--- GIVEN INFORMATION ---

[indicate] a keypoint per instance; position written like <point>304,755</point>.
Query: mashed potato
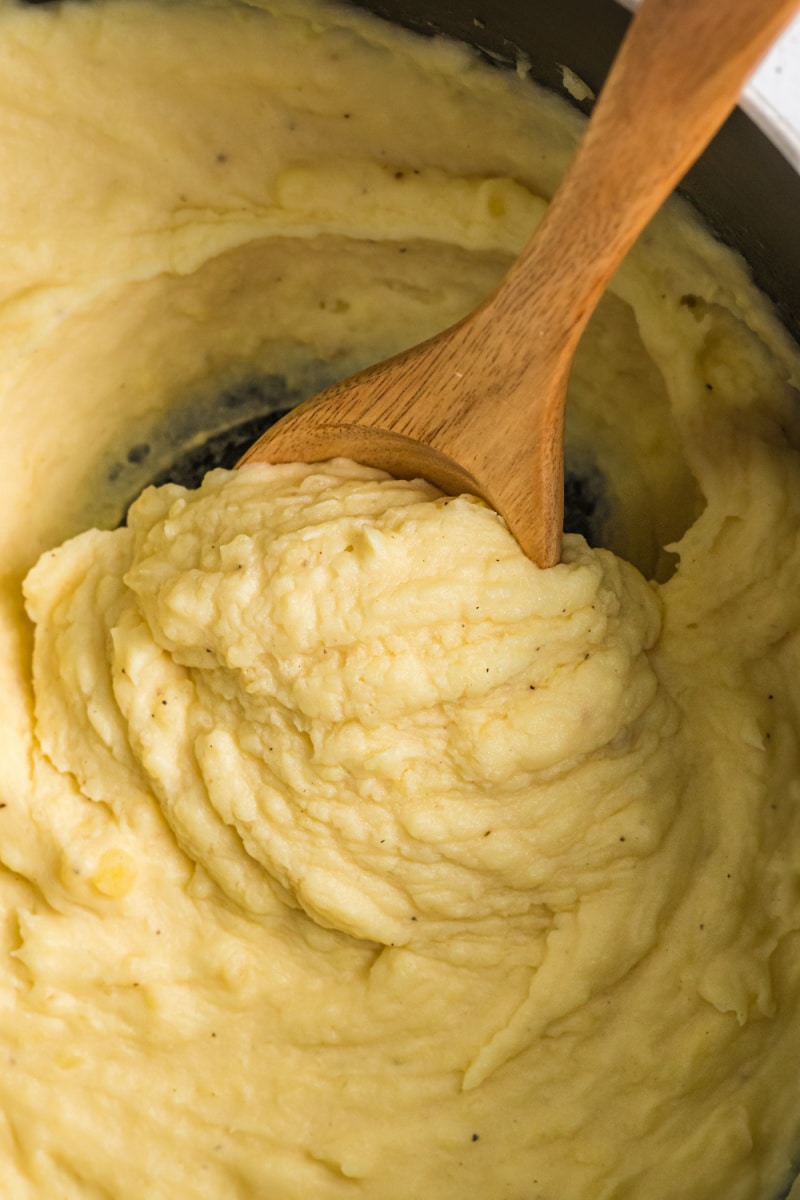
<point>343,852</point>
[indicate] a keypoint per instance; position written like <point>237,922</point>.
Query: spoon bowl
<point>480,407</point>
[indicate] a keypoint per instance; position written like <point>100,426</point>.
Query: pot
<point>743,185</point>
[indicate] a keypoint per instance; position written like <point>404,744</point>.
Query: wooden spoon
<point>480,407</point>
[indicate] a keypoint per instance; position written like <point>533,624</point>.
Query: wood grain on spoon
<point>480,407</point>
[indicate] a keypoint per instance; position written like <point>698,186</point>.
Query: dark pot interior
<point>743,185</point>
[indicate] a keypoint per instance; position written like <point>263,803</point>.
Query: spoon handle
<point>677,77</point>
<point>480,407</point>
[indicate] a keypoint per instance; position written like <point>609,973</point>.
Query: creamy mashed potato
<point>343,852</point>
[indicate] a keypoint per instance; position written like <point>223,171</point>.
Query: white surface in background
<point>773,96</point>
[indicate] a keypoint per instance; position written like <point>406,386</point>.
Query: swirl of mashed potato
<point>343,853</point>
<point>356,696</point>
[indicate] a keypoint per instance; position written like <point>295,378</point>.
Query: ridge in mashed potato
<point>343,852</point>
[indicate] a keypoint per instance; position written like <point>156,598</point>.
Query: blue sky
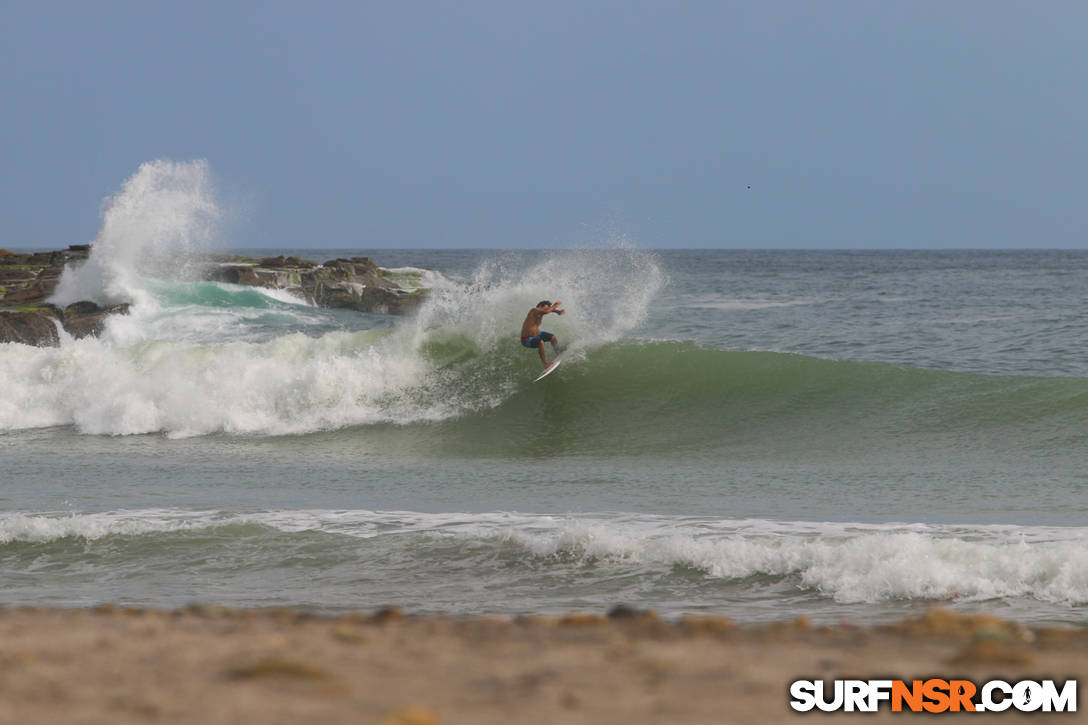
<point>759,124</point>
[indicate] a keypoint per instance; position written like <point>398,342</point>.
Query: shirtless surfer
<point>531,335</point>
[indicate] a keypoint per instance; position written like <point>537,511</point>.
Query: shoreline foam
<point>212,664</point>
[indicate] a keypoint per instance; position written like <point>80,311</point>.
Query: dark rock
<point>86,318</point>
<point>28,328</point>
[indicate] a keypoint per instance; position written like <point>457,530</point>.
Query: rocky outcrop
<point>27,280</point>
<point>38,324</point>
<point>354,283</point>
<point>29,328</point>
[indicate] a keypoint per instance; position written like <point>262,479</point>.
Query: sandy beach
<point>207,664</point>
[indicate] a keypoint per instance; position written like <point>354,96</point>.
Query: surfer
<point>531,334</point>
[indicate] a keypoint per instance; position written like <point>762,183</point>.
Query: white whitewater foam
<point>187,369</point>
<point>850,563</point>
<point>162,216</point>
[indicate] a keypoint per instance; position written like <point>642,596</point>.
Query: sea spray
<point>163,214</point>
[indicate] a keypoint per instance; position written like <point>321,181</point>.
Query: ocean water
<point>842,434</point>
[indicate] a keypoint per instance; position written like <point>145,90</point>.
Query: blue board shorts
<point>536,340</point>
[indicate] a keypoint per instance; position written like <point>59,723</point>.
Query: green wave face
<point>669,397</point>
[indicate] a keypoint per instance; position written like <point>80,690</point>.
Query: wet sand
<point>207,664</point>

---

◆ **HOW TO COMPLETE THIS TASK**: Nothing should appear in the output except the lines from the one with "written like <point>262,479</point>." through the end of the records above, copied exactly.

◆ **YOUR SOLUTION**:
[indicate] a keypoint per instance; position written like <point>262,479</point>.
Query: sandy beach
<point>207,664</point>
[indicate] a keypoint per instance; position written like <point>354,96</point>.
Query: surfer
<point>531,334</point>
[indicate] a keypoint per instance; position written like <point>762,183</point>.
Query: white whitewater foam
<point>187,369</point>
<point>850,563</point>
<point>162,216</point>
[indicate] a keypoint per instance; position written like <point>642,596</point>.
Query: sea spray
<point>163,214</point>
[indicate] a keypoint per instance; position written like <point>321,181</point>.
Query: ocean water
<point>842,434</point>
[indicate] a keypoint per instance; position written like <point>145,90</point>.
Query: blue board shorts
<point>536,340</point>
[indicate] a keypoint per instance; position written like <point>59,723</point>.
Query: green wave face
<point>669,397</point>
[indicate] a keypoint per instance; position written like <point>80,690</point>.
Query: wet sand
<point>207,664</point>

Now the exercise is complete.